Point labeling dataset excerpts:

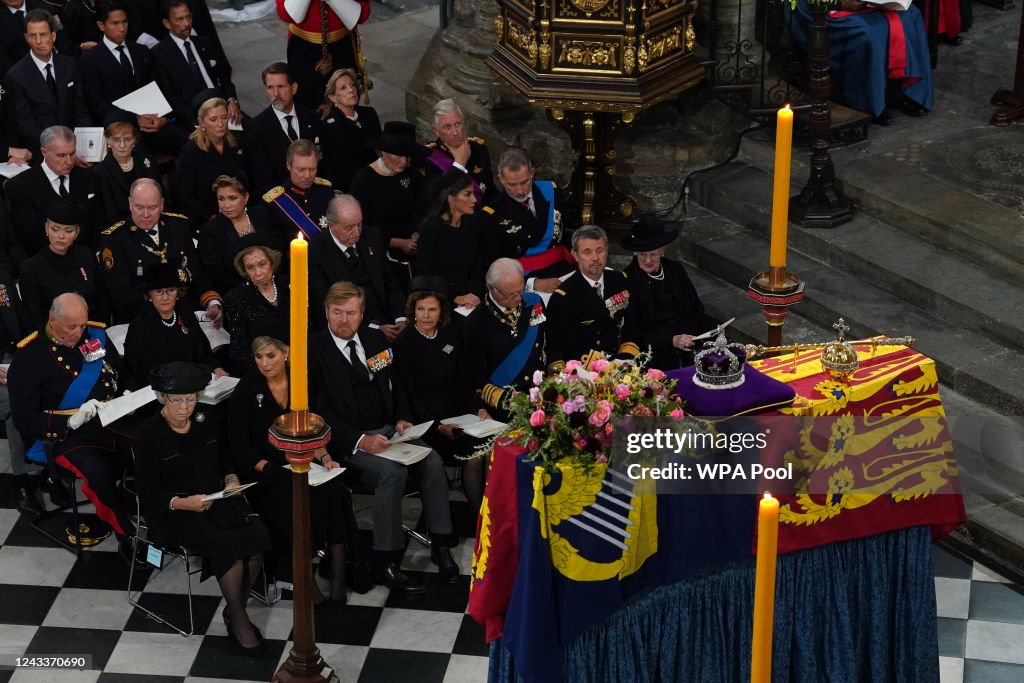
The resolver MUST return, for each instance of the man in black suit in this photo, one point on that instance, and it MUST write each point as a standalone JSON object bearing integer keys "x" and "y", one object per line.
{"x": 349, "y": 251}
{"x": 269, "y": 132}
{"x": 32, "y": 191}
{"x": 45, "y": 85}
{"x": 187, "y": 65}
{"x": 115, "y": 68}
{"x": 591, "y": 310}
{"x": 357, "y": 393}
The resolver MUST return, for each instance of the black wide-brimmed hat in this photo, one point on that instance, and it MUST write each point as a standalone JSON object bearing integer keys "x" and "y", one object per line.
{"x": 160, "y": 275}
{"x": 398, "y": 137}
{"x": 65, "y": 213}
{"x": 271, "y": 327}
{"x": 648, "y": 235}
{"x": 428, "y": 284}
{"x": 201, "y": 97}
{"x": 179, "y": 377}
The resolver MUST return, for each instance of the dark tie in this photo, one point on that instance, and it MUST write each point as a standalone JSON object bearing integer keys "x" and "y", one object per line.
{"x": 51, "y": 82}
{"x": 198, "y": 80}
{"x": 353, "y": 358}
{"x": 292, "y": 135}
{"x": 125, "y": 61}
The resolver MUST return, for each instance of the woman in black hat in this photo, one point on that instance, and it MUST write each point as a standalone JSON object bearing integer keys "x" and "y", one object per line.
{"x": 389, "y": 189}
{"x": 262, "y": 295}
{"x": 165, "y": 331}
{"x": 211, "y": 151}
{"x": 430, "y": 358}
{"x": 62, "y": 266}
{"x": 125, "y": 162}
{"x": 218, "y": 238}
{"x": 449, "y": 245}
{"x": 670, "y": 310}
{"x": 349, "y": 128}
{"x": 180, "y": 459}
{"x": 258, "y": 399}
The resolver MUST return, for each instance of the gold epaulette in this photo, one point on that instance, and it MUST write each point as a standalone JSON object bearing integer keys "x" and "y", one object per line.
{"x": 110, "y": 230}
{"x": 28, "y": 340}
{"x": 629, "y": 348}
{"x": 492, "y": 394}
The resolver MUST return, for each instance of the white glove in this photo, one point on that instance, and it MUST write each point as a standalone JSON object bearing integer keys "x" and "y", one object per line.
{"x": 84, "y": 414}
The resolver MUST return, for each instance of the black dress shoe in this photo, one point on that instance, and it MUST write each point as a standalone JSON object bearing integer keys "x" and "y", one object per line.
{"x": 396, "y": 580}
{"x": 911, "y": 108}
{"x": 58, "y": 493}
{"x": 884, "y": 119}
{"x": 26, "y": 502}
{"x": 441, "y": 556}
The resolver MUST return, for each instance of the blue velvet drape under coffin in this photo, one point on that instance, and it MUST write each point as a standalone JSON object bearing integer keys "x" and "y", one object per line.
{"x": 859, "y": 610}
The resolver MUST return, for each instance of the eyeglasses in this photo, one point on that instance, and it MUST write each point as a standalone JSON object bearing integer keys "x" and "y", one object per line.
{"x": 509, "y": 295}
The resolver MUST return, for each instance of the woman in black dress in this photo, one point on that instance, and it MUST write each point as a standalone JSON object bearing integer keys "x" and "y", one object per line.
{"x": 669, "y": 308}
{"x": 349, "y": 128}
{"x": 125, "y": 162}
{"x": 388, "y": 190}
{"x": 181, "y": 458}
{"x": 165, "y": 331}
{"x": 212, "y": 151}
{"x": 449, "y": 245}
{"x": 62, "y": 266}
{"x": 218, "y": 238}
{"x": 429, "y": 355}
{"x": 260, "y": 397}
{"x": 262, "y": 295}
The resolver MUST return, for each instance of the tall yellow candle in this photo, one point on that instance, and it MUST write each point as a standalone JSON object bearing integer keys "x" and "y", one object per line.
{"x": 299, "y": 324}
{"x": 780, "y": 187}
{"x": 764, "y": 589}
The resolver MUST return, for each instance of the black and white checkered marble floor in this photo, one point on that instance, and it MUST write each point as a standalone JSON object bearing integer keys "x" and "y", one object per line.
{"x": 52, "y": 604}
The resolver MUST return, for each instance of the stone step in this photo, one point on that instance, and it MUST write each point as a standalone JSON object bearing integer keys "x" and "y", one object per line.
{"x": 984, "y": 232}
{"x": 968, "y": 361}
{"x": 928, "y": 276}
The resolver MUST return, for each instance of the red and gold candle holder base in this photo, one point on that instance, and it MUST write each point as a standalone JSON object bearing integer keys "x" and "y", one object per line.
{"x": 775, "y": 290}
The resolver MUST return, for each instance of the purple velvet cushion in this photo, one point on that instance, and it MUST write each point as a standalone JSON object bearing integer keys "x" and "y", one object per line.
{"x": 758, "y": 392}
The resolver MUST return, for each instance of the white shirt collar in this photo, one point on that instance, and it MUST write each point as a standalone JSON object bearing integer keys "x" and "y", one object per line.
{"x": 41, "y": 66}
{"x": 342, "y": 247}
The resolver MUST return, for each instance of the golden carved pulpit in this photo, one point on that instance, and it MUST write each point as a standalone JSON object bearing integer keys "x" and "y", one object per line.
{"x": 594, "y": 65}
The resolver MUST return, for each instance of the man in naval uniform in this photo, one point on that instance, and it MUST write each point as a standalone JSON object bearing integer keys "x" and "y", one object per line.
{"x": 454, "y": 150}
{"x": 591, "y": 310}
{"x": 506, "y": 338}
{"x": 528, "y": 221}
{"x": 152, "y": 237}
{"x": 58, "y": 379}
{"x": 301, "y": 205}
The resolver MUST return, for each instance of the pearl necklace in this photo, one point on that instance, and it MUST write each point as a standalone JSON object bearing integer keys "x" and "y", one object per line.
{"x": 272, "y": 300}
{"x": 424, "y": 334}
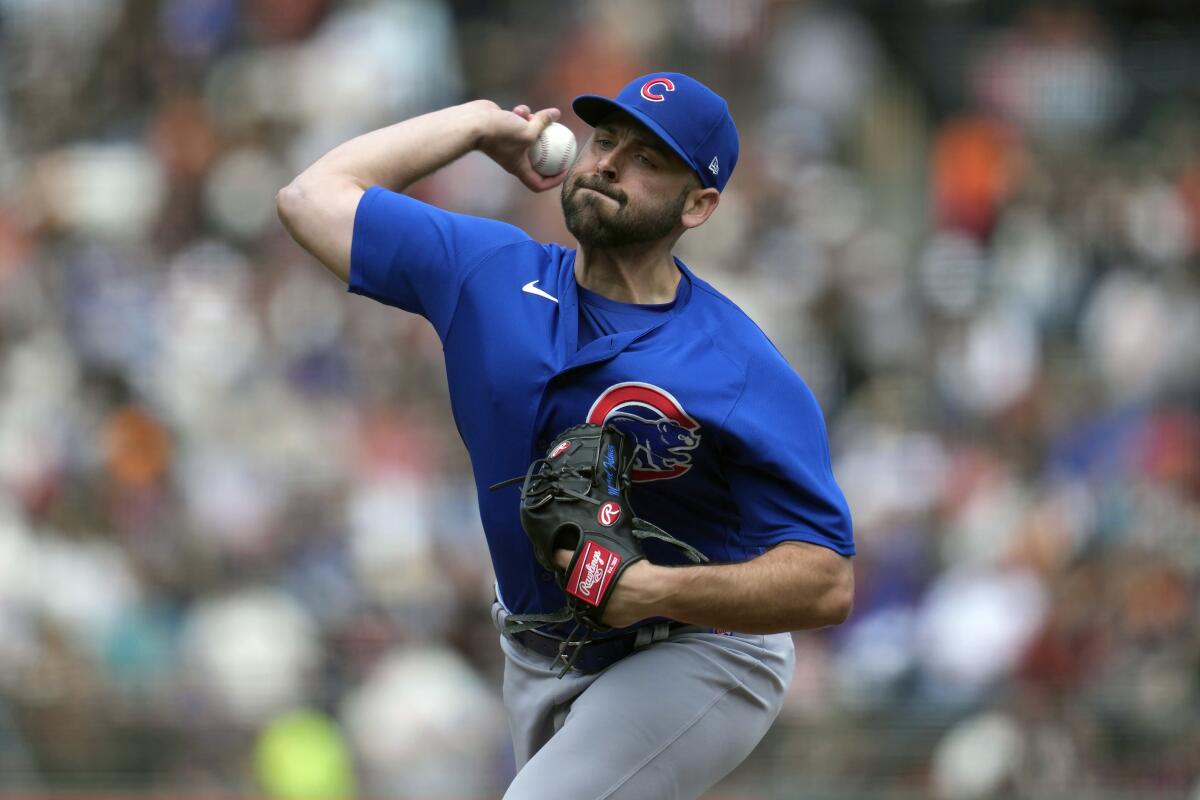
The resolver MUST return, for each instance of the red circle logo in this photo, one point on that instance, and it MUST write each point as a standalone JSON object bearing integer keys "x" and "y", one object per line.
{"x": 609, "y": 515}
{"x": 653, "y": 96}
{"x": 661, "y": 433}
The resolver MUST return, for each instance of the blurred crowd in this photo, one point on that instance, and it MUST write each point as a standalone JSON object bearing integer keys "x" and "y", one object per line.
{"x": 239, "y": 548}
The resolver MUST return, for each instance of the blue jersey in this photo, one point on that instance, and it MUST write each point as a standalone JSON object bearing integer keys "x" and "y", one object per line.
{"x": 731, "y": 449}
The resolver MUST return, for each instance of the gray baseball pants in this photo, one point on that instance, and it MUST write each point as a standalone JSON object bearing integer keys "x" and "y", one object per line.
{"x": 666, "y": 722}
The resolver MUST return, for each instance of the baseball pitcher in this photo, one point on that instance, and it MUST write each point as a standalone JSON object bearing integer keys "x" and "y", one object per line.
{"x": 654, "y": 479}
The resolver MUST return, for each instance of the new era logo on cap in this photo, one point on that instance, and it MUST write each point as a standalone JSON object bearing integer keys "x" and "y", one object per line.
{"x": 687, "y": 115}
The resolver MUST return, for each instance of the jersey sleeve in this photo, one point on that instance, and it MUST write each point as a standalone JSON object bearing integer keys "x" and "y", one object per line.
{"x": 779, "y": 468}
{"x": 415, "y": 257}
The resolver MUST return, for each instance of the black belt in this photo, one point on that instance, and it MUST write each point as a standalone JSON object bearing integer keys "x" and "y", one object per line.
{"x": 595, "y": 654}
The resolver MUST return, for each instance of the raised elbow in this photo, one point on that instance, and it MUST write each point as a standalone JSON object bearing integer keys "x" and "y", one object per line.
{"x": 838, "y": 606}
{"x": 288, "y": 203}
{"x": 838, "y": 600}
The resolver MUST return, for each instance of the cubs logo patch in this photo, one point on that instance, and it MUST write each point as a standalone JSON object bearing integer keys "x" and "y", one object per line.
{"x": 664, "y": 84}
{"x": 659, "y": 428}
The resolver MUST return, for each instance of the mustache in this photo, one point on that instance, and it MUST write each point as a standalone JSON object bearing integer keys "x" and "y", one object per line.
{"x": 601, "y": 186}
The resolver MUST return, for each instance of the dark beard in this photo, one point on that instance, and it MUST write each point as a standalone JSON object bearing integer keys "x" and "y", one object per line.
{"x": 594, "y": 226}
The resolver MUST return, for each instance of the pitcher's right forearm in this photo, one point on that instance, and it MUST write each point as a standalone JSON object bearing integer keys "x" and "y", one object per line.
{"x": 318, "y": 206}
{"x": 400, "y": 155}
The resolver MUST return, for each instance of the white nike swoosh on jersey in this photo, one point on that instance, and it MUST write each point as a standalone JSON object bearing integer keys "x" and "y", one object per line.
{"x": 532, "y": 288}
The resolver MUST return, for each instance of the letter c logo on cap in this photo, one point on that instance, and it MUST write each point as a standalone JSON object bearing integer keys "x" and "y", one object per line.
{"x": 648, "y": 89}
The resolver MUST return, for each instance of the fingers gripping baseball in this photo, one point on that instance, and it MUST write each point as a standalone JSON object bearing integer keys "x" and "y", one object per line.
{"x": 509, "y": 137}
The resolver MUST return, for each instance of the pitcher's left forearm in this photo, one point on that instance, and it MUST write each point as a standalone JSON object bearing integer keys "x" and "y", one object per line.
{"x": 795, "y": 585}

◆ **Job**:
Starting from the line containing "The resolver MUST return, for each instance of the dark beard", repeat each line through the end of the entries, exactly.

◆ **Solution to this exercise**:
The resolver MUST return, for each instance of the dark beard in this photo, one point on that instance, and it MUST write each point as a standalone JSON object bearing integer keys "x" and "y", one object per line.
{"x": 594, "y": 226}
The resolver MUST return, for each instance of the pitcher's right forearm in this photo, one point on that instance, and it MUST write each point as a standalone JSON object bearing integer keys "x" and "y", one object per line.
{"x": 318, "y": 206}
{"x": 400, "y": 155}
The resolver MUST return, for each instance of the white nike swoosh on jersey in this photo, one point on that instance, and it MUST write each point as a standalone JSON object bearing integer keys "x" and "y", one object per line.
{"x": 532, "y": 288}
The resolver MUST return, for each instance of the letter c logo on cap in this photo, one point on that instance, and it MUST write each point as a standalone JSON object bearing integer keys "x" and "y", one object per line.
{"x": 648, "y": 89}
The resolver MUST return, for each instance of the fingers gripping baseball in this photo, one point on that instance, and it MUST write each point as a standalone JSON object bearing integer keys "x" and "y", one object per line.
{"x": 509, "y": 137}
The resolver MUST return, for each instance of the pitcher's left forearm in this photo, one point on that instance, and it MUST write each point as a standalone JSON object bearing integer keys "x" and "y", one object per line.
{"x": 795, "y": 585}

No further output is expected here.